::: Data for the task

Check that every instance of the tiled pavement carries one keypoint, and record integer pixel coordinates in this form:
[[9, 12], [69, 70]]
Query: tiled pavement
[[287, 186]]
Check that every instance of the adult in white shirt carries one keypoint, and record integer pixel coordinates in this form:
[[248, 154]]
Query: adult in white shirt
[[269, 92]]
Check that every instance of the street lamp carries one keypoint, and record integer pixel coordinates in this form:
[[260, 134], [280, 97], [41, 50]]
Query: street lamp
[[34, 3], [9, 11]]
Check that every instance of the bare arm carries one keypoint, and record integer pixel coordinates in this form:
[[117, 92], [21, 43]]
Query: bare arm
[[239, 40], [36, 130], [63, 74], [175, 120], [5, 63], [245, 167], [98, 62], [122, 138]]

::::::

_Set problem_
Present the material as a numbered list, starting at the line that contains "Check that every instance of the bare" and running through the end of the material, with blank lines left out.

_Task result_
1. Check that every instance of the bare arm carries one keypoint, and record integer pixel coordinates in this form:
2. [[117, 92], [21, 43]]
3. Query: bare arm
4. [[239, 40], [36, 130], [63, 74], [175, 120], [5, 63], [245, 167], [98, 62], [122, 138]]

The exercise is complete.